### What to produce
Search the records for "below" and copy each line that holds it.

□ □ □ □ □

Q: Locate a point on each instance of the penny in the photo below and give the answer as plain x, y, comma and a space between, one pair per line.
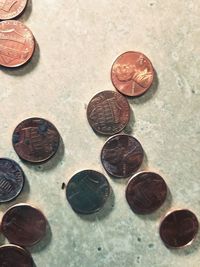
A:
179, 228
16, 43
23, 225
11, 180
36, 140
122, 155
87, 191
132, 73
10, 9
146, 192
108, 112
15, 256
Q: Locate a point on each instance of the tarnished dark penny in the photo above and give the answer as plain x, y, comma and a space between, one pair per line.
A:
87, 191
146, 192
179, 228
10, 9
132, 73
11, 180
36, 140
122, 155
108, 112
23, 225
15, 256
17, 43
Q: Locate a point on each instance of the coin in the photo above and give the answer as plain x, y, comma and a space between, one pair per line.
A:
87, 191
16, 43
11, 180
10, 9
146, 192
36, 140
108, 112
122, 155
23, 225
179, 228
15, 256
132, 73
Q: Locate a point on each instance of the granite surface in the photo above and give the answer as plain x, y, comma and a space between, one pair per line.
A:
77, 43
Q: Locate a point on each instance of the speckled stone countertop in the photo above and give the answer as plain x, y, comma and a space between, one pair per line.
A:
77, 44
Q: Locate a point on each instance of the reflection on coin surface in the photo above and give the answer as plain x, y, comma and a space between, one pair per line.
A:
11, 180
179, 228
15, 256
16, 43
146, 192
87, 191
36, 140
122, 155
132, 73
23, 225
108, 112
10, 9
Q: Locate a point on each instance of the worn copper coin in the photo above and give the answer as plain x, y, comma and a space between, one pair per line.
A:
122, 155
15, 256
179, 228
10, 9
87, 191
132, 73
11, 180
146, 192
108, 112
16, 43
23, 225
36, 140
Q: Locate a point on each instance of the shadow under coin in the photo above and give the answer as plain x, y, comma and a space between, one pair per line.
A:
44, 243
148, 95
51, 163
28, 67
104, 212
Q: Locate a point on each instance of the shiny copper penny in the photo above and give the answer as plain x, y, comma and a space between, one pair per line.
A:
87, 191
10, 9
15, 256
132, 73
16, 43
11, 180
146, 192
122, 155
23, 225
108, 112
179, 228
36, 140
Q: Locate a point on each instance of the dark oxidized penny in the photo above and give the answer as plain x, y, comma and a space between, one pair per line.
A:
11, 180
23, 225
87, 191
122, 155
15, 256
132, 73
36, 140
179, 228
146, 192
108, 112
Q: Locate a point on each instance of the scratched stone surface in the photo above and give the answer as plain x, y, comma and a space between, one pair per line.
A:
77, 42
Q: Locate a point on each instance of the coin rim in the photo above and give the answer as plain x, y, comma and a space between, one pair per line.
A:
128, 184
153, 71
37, 161
191, 241
120, 176
34, 45
22, 185
105, 199
30, 206
129, 114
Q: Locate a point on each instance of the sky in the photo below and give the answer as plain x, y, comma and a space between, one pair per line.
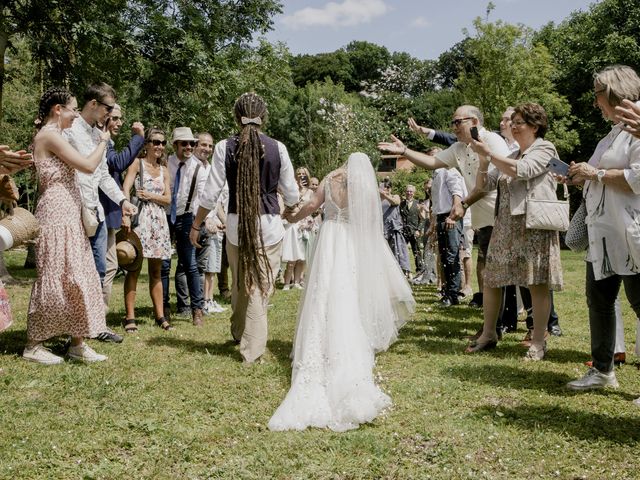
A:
422, 28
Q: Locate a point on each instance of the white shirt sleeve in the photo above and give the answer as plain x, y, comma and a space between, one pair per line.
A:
287, 183
215, 181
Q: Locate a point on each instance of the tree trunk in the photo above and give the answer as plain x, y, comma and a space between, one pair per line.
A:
30, 261
5, 276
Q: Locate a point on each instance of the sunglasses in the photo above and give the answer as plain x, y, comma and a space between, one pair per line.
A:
106, 105
458, 121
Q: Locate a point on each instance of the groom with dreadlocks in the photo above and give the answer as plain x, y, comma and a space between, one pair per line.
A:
255, 167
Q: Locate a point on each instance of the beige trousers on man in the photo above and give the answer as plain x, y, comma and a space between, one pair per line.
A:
249, 318
112, 266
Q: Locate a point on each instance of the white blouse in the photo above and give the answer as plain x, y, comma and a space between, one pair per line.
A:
613, 215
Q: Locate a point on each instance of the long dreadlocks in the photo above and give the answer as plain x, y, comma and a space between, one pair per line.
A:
250, 111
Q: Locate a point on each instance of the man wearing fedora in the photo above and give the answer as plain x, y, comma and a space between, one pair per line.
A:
84, 136
187, 179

□ □ □ □ □

### Written response
Q: Locate a point on each instance of the penny in the photo below and give the answer as plain x, y, comma and a space between, one pair per line.
Q: Locate a point on each instance of the sky in the photo below and give the answer as plain x, y, comma and a space between, one pair per line.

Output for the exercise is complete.